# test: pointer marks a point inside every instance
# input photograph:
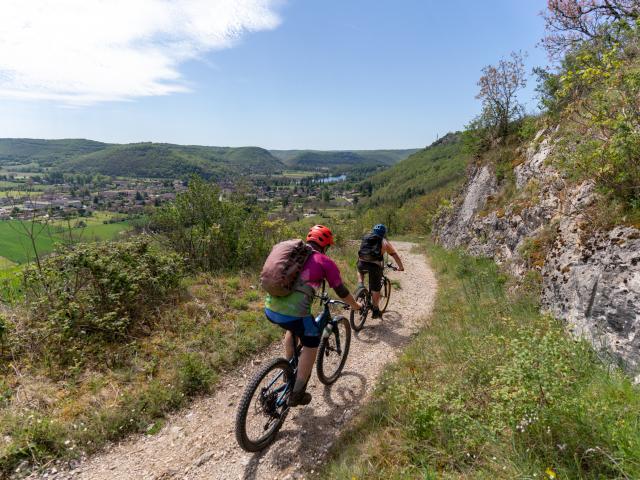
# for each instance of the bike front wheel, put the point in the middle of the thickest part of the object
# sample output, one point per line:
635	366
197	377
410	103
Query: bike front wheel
263	406
358	318
385	295
333	351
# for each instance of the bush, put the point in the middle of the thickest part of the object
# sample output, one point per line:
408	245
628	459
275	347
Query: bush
101	289
493	389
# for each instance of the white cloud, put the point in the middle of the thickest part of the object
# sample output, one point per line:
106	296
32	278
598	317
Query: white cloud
81	52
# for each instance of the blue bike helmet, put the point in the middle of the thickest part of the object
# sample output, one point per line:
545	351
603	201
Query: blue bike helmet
380	229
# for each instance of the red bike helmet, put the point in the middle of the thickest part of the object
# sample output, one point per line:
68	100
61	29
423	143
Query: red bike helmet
321	235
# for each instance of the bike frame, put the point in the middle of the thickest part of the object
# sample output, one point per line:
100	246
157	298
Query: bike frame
322	320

######

* [PROBLEM]: Whenever the word "middle" turns up in a line of the listing above, copy the line.

* [RESPONSE TO THIS TASK]:
# for each instance of the bike front wheel, put the point in the middle of the thickest part of the object
# for each instance of the bush, put the point in the middle of the thickest part of the object
# for each instance of the white cloud, put the point in the middle of the thickest part of the object
# for each instance of the blue bike helmet, put the point in the middle of the thickest part of the object
# for each instance of the red bike helmet, put the point in the middle of the thickest part of the object
# for each instance of the bike frame, put the point in the middle of the thickest part of the object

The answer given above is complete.